BEGIN EXERCISE MATERIAL

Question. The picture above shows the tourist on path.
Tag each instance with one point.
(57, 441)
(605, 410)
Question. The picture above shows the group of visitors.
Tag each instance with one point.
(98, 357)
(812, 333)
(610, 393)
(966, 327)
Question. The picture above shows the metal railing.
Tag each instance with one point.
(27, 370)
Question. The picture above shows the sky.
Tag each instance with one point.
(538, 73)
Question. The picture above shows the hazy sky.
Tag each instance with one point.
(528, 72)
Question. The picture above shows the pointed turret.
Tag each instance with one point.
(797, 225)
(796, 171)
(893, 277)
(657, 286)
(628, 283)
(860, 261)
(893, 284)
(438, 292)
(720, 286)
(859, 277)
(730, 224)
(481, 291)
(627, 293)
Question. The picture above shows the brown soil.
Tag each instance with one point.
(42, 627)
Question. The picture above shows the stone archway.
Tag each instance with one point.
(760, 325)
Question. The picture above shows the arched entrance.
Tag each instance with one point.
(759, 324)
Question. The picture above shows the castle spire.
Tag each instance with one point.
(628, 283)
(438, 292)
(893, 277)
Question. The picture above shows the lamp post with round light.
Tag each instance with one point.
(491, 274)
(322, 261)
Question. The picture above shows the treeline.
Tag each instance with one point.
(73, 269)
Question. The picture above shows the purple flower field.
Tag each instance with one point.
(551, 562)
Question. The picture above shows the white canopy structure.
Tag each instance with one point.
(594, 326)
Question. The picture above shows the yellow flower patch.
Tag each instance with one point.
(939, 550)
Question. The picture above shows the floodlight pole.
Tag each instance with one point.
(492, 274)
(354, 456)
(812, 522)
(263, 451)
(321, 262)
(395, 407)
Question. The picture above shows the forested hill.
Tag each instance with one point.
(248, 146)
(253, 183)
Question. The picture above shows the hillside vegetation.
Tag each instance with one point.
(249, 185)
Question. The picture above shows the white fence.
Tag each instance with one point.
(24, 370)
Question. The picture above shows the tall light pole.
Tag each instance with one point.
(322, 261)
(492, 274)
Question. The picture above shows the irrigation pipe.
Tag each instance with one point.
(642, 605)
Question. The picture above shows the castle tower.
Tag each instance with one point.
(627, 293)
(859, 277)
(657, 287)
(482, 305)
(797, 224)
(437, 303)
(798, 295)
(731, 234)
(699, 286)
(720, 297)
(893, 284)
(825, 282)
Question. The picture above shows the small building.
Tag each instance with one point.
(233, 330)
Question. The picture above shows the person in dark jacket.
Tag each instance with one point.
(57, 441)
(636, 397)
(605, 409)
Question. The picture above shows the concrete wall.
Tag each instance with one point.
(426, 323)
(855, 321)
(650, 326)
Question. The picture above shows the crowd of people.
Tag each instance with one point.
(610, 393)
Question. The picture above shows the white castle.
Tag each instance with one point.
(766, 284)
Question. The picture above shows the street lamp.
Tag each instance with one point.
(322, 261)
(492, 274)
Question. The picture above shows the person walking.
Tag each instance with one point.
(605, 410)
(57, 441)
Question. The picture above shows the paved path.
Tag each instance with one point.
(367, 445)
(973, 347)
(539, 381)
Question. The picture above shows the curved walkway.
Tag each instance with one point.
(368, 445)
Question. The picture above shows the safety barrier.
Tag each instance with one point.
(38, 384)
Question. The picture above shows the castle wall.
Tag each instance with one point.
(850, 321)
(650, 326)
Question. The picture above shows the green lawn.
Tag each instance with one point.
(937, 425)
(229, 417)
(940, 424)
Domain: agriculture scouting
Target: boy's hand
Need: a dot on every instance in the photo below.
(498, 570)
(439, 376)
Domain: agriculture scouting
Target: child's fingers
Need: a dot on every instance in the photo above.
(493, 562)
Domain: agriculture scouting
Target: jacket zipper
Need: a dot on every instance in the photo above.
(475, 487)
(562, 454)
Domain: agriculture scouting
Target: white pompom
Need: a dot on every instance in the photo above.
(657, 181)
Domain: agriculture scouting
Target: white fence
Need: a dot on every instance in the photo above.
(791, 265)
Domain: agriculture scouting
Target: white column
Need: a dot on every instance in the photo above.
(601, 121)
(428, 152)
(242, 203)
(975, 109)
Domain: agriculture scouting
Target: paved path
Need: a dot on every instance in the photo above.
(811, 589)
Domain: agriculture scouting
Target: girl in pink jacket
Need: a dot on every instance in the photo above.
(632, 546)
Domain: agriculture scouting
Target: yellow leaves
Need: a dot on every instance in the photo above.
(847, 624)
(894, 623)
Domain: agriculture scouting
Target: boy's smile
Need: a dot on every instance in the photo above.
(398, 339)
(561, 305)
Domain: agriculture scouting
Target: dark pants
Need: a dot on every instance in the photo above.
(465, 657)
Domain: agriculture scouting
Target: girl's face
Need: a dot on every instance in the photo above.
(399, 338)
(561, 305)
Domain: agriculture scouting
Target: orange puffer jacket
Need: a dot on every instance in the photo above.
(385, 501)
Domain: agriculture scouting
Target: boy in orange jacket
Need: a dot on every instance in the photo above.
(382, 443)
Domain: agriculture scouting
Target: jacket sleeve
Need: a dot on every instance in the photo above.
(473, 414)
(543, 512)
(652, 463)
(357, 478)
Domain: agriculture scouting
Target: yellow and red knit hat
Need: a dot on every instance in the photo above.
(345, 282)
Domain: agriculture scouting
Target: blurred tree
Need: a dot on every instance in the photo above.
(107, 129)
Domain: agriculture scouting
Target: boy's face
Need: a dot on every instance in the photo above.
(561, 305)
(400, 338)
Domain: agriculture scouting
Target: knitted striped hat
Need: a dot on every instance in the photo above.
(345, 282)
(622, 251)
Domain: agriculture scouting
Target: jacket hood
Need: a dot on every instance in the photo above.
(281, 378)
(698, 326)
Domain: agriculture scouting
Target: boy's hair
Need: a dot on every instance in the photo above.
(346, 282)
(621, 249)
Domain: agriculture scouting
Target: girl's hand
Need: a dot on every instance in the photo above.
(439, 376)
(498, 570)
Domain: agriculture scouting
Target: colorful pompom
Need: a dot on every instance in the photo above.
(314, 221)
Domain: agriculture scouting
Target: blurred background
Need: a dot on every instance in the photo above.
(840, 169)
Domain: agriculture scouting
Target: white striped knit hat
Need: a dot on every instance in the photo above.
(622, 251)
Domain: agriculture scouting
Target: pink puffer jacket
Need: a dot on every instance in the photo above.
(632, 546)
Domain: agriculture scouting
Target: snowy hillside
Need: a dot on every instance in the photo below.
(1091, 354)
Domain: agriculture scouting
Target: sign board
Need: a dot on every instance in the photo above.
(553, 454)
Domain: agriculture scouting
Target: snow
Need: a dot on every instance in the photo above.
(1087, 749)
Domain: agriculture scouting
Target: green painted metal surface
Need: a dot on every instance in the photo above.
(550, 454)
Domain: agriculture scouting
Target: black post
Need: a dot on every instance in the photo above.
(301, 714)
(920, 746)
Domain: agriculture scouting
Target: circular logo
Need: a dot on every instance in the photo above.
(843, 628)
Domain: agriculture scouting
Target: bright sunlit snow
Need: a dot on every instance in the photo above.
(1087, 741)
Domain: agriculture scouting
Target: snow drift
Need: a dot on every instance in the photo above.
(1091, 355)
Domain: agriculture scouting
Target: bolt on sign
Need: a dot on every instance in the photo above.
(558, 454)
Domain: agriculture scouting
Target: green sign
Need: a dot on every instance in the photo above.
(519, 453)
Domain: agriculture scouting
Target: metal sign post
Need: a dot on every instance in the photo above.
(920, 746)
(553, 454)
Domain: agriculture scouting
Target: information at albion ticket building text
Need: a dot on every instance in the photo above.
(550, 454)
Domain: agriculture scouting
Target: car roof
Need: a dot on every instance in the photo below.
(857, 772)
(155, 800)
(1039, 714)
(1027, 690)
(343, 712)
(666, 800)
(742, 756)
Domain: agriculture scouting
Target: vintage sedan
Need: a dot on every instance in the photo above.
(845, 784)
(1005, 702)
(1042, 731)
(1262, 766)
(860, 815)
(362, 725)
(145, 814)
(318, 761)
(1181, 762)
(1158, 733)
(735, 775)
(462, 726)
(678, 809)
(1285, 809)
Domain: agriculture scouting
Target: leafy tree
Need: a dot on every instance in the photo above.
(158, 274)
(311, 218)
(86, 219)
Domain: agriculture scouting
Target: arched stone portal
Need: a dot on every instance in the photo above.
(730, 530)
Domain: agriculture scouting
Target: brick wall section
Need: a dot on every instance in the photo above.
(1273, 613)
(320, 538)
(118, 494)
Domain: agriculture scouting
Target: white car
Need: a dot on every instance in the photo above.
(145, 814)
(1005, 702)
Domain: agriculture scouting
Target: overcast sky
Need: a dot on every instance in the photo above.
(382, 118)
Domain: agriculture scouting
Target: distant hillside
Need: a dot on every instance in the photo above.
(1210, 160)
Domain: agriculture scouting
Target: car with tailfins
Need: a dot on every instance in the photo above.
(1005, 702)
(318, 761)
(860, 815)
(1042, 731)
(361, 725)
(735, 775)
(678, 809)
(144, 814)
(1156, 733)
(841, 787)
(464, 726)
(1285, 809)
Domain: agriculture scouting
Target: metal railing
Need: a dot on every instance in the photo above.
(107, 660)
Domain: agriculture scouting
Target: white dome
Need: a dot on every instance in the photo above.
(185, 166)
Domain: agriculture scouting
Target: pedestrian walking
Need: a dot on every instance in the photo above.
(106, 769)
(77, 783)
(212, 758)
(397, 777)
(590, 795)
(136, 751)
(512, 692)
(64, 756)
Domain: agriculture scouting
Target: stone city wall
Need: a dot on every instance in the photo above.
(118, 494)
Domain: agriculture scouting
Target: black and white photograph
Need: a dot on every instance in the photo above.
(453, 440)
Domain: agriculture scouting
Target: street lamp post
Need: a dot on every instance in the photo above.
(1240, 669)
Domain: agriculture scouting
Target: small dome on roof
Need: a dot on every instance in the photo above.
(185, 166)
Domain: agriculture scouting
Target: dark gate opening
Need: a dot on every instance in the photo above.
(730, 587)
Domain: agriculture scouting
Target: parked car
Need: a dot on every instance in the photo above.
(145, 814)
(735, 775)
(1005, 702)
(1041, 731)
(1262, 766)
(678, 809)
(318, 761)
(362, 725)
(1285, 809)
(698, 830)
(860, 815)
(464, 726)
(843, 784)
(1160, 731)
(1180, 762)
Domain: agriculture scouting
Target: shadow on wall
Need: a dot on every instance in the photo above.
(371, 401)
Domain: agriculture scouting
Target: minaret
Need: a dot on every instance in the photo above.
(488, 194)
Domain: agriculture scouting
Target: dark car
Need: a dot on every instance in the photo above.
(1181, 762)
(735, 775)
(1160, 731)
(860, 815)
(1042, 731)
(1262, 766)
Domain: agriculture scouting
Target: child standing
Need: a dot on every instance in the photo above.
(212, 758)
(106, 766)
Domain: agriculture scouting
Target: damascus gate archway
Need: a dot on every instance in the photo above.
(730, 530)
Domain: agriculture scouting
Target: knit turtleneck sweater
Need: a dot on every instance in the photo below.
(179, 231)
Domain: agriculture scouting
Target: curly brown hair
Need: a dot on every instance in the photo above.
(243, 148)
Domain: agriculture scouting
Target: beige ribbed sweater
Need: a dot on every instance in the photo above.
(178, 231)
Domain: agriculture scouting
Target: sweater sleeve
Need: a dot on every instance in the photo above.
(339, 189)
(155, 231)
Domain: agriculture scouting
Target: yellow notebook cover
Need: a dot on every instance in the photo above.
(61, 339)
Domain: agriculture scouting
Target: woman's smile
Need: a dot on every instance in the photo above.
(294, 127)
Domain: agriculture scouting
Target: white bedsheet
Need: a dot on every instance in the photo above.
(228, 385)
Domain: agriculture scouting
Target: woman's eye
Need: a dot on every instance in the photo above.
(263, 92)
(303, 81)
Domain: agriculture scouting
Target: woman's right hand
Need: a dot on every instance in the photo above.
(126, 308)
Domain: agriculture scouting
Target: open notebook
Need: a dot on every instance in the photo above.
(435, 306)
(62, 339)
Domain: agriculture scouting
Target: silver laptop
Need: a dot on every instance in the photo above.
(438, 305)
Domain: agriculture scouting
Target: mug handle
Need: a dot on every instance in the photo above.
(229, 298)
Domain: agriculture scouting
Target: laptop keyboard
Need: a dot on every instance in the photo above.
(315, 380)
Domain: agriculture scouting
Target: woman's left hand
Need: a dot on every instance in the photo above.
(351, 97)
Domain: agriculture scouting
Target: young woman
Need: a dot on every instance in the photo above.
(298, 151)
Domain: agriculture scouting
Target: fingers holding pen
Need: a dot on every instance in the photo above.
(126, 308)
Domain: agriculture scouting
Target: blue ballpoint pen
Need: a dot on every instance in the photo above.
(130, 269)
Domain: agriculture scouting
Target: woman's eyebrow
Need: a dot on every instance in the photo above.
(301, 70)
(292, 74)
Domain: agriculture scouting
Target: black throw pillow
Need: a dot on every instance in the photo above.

END EXERCISE MATERIAL

Pick out each line in the entries above that contains the word "lamp" and copy those lines.

Question. The picture above shows the lamp post with round light.
Question. The picture above shows the street lamp.
Target: street lamp post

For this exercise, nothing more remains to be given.